**Consegna**
Risponda alle seguenti domande in base al brano sull'opera d'arte nella società tradizionale riportato qui sotto.
(a) Al servizio di che cosa sono nate le opere d'arte più antiche?
(b) A chi è dedicato prima di tutto l'alce raffigurato dall'uomo dell'età della pietra sulle pareti della caverna?
(c) In quale secolo si delinea l'osservazione simultanea da parte di un vasto pubblico?

L’opera d’arte nel contesto della società tradizionale
1. Il valore cultuale
   “Il modo originario di articolazione dell’opera d’arte dentro il contesto della tradizione trovava la sua espressione nel culto. Le opere d’arte più antiche sono nate al servizio di un rituale, dapprima magico, poi religioso” (26). In questo contesto l’opera fonda il suo significato e la sua funzione non tanto sulla sua visibilità, quanto sulla sua esistenza: “L’alce che l’uomo dell’età della pietra raffigura sulle pareti della sua caverna è uno strumento magico. Egli lo espone davanti ai suoi simili; ma prima di tutto è dedicato agli spiriti. Oggi sembra addirittura che il valore cultuale come tale induca a mantenere l’opera d’arte nascosta: certe statue degli dei sono accessibili solo al sacerdote nella sua cella. Certe immagini della Madonna rimangono invisibili per quasi tutto l’anno; certe sculture dei duomi medievali non sono visibili per il visitatore che stia in basso” (27).



2. Sguardo unico
   La ricezione dell’opera, il modo in cui l’opera si offriva allo sguardo, che pure c’era, dei fruitori tradizionali, era caratterizzata dal fatto che chi guardava era o uno o pochi: “L’osservazione simultanea da parte di un vasto pubblico, quale si delinea nel secolo XIX, è un primo sintomo della crisi della pittura crisi suscitata dalla pretesa dell’opera d’arte di trovare un accesso alle masse (…) Nelle chiese e nei chiostri del medioevo e nelle corti principesche, fin verso la fine del secolo XVIII, la ricezione collettiva di dipinti non avveniva simultaneamente, bensì mediatamente, secondo una complessa gradualità e secondo una gerarchia” (39).

**Dati forniti**
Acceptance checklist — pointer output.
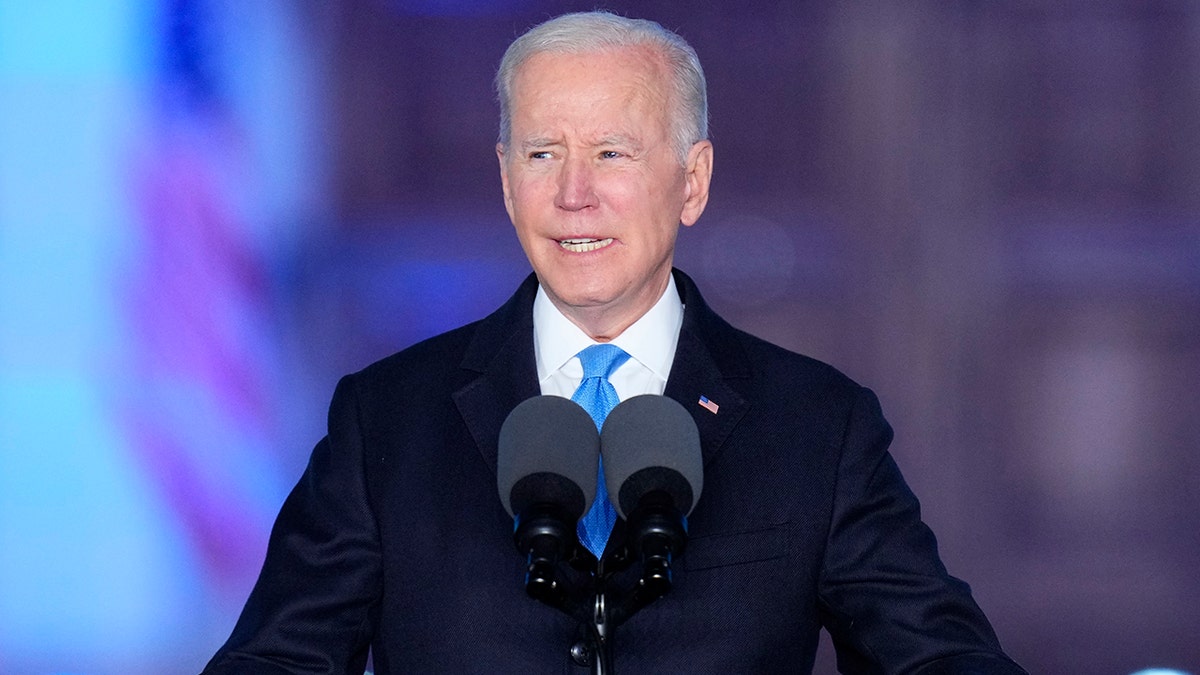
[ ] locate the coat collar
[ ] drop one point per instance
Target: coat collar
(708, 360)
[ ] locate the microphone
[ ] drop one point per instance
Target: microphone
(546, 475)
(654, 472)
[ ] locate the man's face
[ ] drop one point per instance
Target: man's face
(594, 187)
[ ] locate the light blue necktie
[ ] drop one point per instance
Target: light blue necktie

**Soluzione**
(a) Al servizio di un rituale, dapprima magico, poi religioso.
(b) Agli spiriti.
(c) Nel secolo XIX.